> WORK ORDER
Please reproduce the following records exactly as they appear.

> MATERIAL SHOWN
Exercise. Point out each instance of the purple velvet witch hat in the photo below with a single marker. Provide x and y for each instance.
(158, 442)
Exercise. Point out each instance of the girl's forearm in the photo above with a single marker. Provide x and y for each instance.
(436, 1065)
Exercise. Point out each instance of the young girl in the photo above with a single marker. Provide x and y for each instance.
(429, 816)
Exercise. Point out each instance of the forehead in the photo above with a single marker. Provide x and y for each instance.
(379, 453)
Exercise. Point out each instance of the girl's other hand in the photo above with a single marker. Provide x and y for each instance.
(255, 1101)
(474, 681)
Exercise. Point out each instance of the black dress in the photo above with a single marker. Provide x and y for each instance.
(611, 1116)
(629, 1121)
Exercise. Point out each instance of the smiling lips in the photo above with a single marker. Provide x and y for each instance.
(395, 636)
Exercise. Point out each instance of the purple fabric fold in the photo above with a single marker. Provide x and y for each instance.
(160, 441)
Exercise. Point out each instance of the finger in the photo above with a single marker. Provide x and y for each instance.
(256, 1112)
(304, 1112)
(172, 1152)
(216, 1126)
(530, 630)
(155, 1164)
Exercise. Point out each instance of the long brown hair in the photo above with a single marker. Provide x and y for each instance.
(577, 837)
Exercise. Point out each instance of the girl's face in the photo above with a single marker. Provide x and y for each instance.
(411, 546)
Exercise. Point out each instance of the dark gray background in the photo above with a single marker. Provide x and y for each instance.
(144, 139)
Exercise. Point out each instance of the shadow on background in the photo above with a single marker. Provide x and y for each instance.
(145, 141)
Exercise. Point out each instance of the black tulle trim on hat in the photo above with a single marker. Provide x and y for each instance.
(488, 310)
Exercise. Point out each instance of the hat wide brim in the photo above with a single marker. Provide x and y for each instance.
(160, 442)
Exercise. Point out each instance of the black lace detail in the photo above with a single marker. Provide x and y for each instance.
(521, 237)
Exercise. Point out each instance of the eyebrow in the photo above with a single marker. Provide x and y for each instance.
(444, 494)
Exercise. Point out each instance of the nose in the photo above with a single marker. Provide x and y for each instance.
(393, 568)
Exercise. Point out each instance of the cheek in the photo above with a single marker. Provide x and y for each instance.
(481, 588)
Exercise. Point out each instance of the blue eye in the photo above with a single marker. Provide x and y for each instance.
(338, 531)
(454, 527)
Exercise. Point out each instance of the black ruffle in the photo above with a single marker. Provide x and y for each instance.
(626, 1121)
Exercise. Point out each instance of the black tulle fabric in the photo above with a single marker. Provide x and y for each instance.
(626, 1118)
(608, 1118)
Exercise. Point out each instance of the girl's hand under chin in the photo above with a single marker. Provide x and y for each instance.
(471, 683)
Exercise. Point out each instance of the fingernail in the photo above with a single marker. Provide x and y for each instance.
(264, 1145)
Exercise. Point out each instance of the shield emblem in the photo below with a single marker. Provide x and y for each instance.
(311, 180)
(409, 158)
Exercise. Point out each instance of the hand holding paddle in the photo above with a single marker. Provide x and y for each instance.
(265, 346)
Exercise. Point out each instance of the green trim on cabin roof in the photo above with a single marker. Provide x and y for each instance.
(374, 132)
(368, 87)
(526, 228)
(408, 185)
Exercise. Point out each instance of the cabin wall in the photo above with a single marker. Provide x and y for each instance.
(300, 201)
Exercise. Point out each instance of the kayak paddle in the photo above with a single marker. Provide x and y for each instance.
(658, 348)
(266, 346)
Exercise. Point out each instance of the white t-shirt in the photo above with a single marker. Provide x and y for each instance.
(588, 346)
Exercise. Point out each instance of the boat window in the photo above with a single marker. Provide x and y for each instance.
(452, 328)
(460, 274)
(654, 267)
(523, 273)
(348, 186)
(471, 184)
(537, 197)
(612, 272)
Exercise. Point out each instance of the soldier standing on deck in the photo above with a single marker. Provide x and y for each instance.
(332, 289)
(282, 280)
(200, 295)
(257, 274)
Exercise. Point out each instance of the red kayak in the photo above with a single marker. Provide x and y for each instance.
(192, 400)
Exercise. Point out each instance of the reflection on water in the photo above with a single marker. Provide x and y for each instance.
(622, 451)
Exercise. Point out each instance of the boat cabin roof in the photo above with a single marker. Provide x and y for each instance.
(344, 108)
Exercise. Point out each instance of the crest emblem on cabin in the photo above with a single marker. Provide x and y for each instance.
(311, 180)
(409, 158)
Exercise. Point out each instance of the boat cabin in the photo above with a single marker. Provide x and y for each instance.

> TASK SOLUTION
Exercise. Point out each instance of the purple velvet witch hat in the photo below with a single marker. Provide x and y for each instance.
(158, 442)
Exercise. Point out each instance of the girl's forearm in the photo above with a single marker. Provide x and y for each instance.
(436, 1065)
Exercise. Point out each instance of the young girl in the photo above with a single marker. Provide x and y for each instance.
(429, 816)
Exercise. Point out each instance of the forehead in the photo above with a single marker. Provide x and y for each instance.
(379, 453)
Exercise. Point out each instance of the girl's other hand in the photo above with a single marker. Provide x and y for each instance.
(255, 1101)
(474, 681)
Exercise. Point out each instance of the black dress in the photo above with a single marker. Provide x and y for each instance.
(611, 1116)
(629, 1121)
Exercise. Point out each instance of the smiling lips in the photo above with a single marker. Provide x and y for each instance.
(395, 636)
Exercise. Point out each instance of the purple fabric fold in the photo above with a single marker. Provide x and y for each instance.
(160, 441)
Exercise. Point out each instance of the finger in the photo above with a single marker. Provide x and y for each instance.
(256, 1112)
(304, 1112)
(172, 1152)
(216, 1126)
(530, 630)
(155, 1164)
Exercise. Point out each instance of the long brown hair in the photo above with a single marker. Provide x and y for each instance.
(577, 837)
Exercise. Point out each instance of the girl's face in the photo above with a single marker. Provide x and y for each instance.
(411, 546)
Exercise. Point out each instance of the dark gray background in the photo above with a single marker. Provide x and y for each instance.
(144, 139)
Exercise. Point out each instance of the shadow on background in the photo above with a single marker. Provide x and y for each instance.
(145, 141)
Exercise. Point out each instance of the black tulle trim on hat in the photo above with a single marker. Provide x and y for each instance.
(488, 310)
Exercise. Point out each instance of the hat wide brim in the photo above with a single marker. Provide x and y for each instance.
(160, 442)
Exercise. Point out each instance of the black lace detail in the photo above with a single marker. Provide x and y for each instance.
(521, 237)
Exercise. Point out each instance of the eyebrow in the photo above with a single marker. Provide x and y for each instance.
(444, 494)
Exercise. Point out each instance of the nose in the photo above with a single marker. Provide x and y for each instance.
(393, 568)
Exercise. Point out each instance of the cheek in the photo above with a single marker. Provide x and y for each instance.
(481, 588)
Exercise. Point out each instance of the blue eye in the photo above with a single marker. Provide x and y for each instance.
(338, 531)
(454, 527)
Exercise. Point out each instance of the black ruffle in the photo above with a single marker. Provide x and y for each instance.
(626, 1121)
Exercise. Point out each instance of the black tulle fabric in the photo above with a single marker. Provide x and y for each instance.
(626, 1118)
(608, 1118)
Exercise. Point out each instance of the girl's hand under chin in the photo above with a single marker. Provide x and y for each instance.
(471, 683)
Exercise. Point out each instance of the fingernail in the photo above with a single marker. Provide x and y for each instance.
(264, 1145)
Exercise. Point out each instance of the shield emblem in the photo below with a single marker. Provide x and y for each instance.
(311, 180)
(409, 158)
Exercise. Point out each instance of the hand holding paddle in the photo above with a single marker. Provide x and y for each instance.
(265, 346)
Exercise. Point out each instance of the green trim on cabin roof in the photo above with a single marker. Provide x and y for each instance.
(374, 132)
(368, 87)
(526, 228)
(408, 185)
Exercise. Point out each instance of the cabin wall in the photo above with a single marker. Provide x and y for each instance.
(300, 201)
Exercise. Point out each instance of the kayak paddle in the photo above with a single marker. Provide x and y for each instance.
(658, 348)
(266, 346)
Exercise. Point out each instance of the white t-shirt in the photo above with a single marker. Provide x and y for each instance.
(588, 346)
Exercise. Point out each instance of the boat window in the photo above with a single marker. Provide x and y for each instance.
(452, 328)
(460, 274)
(654, 267)
(523, 273)
(348, 186)
(471, 184)
(537, 197)
(612, 272)
Exercise. Point out each instance of the soldier standing on deck in the photo above with a single marker. Provide x and y for each instance.
(332, 289)
(282, 280)
(200, 295)
(257, 274)
Exercise. Point out each instance of the red kayak in the photo above with a single marker. Provide x and y for each instance.
(192, 400)
Exercise. Point out each instance of the reflection on water in the photo above with a single marker. Provide x and y for each instance.
(622, 451)
Exercise. Point out each instance of the boat cabin roof in the photo above with a single marker. Provide x and y for each instance.
(344, 108)
Exercise. Point out each instance of the crest emblem on cabin in the photo above with a single marker. Provide x and y for each instance.
(311, 180)
(409, 158)
Exercise. Point out each instance of the boat cabin in the photo above with a single marker. Provide x and y for each instance.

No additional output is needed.